** INSTRUCTIONS **
- A) According to the travel account, how many hours does the drive from Mountain Home to Saint Louis take in good conditions?
- B) Reproduce the travel account word for word, starting at "Freezing rain! Ice" and ending at "give them up.".

The adventure getting back.

Storm coming!
Freezing rain! Ice all over the roads!
Five hours from Mountain Home to Saint Louis in good conditions - how much should we leave ourselves for bad weather? Eight was the best we could do without spending the night there. Two hours minimal check-in time not included of course.
And then the storm got delayed. Five easy hours on the road with coffee stop, Walmart for a last-minute purchase, lunch, another Walmart, check in the folks at their hotel. Easy peasy.
Airport. It takes me an hour to get through a ticketing problem (all my fault. I will have all the right documents in the future), and we have time for a glass before I say farewell and go through security.
Flight on time.
Flight, mmm, can still be on time if we check most of those roller-carryons: No room for all of them on a full flight, and we know how people fight for overhead bin space. C'mon, give them up.
And we might make it out before the storm, which is coming eventually, if we passengers are all organized and disciplined. Board by row and all that. Sure.
Only, the people aren't off our arriving aircraft yet. They're not in any hurry: they have arrived.
Finally they are off, but now the crew wants a slight technical problem checked out.
So they call the maintenance guys, who come out from their shed.
Just a couple of screws missing. Nothing serious, we'll just wait for the maintenance guys to go fetch some from their shed.
They do let us start boarding while they're still working on it, but it's still too late to beat the freezing rain, which has finally started. Great. That means a round of de-icing.
At last all settled and the last roller-case in the overhead bin, we stroll over to the de-icing pad. 45 minutes late. After some time with the lights and ventilation off, a man stumbles to the back of the plane, moaning of stomach pains. Doctors are called for. The man is Nigerian, in pain, half fainting, half vomiting. We cut short the de-icing and head back to the gate for the paramedics to take him off. By the time we get there, he's a bit better, walking up the aisle on his own, but they will not let him stay.

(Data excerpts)
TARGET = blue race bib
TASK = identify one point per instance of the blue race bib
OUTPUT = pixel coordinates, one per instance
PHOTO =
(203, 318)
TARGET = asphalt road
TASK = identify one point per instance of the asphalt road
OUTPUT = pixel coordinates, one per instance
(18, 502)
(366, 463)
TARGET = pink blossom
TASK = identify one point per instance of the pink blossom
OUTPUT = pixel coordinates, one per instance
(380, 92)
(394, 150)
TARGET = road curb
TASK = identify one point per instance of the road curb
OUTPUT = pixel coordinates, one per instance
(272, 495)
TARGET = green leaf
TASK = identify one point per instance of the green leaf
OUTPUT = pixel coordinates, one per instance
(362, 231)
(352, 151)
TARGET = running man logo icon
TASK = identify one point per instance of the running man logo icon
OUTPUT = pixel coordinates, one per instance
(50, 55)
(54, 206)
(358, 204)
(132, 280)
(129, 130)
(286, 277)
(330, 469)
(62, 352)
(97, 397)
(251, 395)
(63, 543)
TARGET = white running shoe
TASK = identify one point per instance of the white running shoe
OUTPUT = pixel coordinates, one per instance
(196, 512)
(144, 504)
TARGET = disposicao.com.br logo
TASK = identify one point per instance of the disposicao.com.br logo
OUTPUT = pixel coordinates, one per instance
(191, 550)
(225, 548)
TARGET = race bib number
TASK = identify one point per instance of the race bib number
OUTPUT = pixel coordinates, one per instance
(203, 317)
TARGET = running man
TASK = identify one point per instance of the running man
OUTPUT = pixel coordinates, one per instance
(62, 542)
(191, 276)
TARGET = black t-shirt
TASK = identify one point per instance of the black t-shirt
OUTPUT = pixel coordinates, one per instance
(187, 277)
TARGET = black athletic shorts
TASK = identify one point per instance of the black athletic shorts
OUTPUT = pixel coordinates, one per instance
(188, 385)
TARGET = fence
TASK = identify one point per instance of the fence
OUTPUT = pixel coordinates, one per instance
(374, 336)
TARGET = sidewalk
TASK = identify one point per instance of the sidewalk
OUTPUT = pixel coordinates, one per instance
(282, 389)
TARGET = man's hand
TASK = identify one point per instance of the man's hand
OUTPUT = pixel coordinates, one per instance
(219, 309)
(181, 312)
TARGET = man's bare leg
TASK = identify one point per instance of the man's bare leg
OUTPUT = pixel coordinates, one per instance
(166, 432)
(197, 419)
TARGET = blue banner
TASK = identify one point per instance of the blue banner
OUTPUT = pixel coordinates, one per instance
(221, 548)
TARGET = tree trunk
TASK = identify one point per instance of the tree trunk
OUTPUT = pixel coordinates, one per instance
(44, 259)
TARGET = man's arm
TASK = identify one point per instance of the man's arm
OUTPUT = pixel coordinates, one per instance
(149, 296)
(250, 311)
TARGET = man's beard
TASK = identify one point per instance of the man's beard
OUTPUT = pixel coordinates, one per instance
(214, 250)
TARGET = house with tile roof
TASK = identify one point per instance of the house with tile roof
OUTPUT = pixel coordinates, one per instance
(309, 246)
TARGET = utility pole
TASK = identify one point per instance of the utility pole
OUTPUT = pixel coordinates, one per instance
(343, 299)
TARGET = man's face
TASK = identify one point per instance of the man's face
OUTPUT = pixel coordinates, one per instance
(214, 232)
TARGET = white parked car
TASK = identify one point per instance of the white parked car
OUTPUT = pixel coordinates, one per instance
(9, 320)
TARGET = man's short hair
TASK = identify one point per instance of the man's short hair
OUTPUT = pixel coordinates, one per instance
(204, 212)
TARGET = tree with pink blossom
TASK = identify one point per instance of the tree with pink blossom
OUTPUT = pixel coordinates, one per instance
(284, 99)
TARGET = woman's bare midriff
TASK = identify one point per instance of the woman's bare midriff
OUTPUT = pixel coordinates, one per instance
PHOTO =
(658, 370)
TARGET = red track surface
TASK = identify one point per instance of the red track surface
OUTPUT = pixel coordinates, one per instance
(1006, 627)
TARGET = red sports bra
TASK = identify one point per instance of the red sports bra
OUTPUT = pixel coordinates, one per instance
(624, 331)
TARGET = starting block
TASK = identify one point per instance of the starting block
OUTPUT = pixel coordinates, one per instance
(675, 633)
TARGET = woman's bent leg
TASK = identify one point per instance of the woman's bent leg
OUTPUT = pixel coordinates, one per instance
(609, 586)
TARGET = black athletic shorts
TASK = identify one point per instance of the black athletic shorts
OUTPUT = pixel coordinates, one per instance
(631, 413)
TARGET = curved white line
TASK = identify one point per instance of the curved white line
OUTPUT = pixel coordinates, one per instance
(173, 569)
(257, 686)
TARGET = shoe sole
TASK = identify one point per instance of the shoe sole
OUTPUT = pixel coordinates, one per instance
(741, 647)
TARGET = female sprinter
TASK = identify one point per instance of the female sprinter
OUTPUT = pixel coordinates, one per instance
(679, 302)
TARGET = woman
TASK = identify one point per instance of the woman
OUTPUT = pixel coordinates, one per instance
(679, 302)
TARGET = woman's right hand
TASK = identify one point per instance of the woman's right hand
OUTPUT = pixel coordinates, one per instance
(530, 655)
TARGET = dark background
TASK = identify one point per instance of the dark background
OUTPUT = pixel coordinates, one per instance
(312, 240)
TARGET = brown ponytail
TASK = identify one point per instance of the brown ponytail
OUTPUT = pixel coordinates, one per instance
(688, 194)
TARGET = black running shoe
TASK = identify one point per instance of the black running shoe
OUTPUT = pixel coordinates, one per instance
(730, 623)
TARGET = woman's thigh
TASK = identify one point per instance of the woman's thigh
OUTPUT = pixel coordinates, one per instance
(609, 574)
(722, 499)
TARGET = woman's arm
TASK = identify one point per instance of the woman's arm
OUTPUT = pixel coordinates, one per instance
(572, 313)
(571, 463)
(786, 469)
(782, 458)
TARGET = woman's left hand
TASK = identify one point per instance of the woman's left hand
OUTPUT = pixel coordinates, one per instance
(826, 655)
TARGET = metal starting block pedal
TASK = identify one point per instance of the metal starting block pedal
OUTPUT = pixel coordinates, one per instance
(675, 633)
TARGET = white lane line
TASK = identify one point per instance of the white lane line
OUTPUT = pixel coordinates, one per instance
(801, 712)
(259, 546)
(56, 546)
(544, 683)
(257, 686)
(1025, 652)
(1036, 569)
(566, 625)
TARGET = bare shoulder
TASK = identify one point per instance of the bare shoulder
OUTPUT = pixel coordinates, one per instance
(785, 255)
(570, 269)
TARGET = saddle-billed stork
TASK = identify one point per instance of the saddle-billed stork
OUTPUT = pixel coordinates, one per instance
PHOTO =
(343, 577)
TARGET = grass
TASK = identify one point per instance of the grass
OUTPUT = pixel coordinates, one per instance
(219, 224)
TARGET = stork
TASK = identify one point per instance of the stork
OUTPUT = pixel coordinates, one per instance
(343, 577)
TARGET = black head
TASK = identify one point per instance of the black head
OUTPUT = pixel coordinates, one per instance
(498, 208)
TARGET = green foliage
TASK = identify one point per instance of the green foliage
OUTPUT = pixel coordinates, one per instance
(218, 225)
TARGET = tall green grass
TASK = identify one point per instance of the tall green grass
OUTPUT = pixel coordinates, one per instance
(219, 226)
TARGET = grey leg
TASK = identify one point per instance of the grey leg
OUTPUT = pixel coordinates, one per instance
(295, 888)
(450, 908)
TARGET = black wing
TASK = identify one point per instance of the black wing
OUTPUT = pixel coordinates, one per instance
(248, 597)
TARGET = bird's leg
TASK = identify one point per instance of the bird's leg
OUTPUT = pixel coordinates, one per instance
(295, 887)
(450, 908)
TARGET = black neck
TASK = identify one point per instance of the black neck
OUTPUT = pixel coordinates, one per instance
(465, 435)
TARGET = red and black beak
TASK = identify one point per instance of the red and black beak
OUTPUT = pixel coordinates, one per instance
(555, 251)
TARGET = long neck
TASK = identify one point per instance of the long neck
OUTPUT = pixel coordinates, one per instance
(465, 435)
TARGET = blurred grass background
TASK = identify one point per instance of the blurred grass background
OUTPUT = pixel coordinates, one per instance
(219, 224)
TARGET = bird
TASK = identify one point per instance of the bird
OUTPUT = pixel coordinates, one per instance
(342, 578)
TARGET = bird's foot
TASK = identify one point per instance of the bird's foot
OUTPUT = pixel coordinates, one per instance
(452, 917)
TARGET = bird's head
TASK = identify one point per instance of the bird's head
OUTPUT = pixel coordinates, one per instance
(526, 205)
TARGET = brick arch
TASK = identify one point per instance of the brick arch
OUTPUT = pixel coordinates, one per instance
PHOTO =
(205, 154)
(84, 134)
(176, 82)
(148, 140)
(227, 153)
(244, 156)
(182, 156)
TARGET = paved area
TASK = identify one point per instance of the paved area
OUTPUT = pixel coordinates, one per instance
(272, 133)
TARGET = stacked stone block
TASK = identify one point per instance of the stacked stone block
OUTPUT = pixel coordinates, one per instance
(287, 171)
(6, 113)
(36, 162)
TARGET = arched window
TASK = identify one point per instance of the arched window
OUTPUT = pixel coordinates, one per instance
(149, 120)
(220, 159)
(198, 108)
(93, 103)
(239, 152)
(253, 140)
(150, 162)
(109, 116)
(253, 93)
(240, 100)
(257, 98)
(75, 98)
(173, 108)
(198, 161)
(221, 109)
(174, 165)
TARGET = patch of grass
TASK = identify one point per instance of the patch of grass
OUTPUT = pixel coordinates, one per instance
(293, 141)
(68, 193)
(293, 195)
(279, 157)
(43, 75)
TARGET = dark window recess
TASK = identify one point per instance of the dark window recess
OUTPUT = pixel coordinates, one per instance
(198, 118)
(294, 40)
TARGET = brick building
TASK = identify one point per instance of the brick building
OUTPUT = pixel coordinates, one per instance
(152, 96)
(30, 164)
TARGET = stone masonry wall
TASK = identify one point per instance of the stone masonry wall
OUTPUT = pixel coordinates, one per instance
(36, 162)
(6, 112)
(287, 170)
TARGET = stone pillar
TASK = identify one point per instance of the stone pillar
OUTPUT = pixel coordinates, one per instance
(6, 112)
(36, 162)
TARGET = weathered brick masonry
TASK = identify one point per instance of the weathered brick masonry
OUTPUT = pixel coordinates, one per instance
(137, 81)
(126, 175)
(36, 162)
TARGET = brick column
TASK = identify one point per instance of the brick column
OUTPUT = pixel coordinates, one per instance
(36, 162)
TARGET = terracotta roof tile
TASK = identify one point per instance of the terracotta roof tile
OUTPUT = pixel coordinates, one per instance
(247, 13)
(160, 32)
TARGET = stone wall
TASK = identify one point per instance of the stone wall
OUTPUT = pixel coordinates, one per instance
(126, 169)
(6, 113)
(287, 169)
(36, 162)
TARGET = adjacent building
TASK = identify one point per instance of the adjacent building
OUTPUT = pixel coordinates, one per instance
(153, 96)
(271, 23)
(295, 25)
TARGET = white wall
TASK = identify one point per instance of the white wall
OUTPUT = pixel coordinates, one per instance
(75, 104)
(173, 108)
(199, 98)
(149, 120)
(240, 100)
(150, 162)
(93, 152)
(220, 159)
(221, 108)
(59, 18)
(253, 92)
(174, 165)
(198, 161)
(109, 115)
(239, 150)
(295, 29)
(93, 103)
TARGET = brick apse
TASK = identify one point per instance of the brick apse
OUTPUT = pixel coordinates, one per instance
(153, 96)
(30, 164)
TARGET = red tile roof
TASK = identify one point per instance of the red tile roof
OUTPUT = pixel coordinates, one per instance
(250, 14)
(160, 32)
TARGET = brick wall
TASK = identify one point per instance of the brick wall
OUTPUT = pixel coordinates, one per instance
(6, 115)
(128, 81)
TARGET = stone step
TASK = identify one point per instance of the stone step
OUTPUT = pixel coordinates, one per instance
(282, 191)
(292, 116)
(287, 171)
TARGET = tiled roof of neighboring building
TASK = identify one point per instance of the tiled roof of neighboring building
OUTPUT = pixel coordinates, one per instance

** TASK-BY-TASK SOLUTIONS **
- A) Five hours.

- B)
Freezing rain! Ice all over the roads!
Five hours from Mountain Home to Saint Louis in good conditions - how much should we leave ourselves for bad weather? Eight was the best we could do without spending the night there. Two hours minimal check-in time not included of course.
And then the storm got delayed. Five easy hours on the road with coffee stop, Walmart for a last-minute purchase, lunch, another Walmart, check in the folks at their hotel. Easy peasy.
Airport. It takes me an hour to get through a ticketing problem (all my fault. I will have all the right documents in the future), and we have time for a glass before I say farewell and go through security.
Flight on time.
Flight, mmm, can still be on time if we check most of those roller-carryons: No room for all of them on a full flight, and we know how people fight for overhead bin space. C'mon, give them up.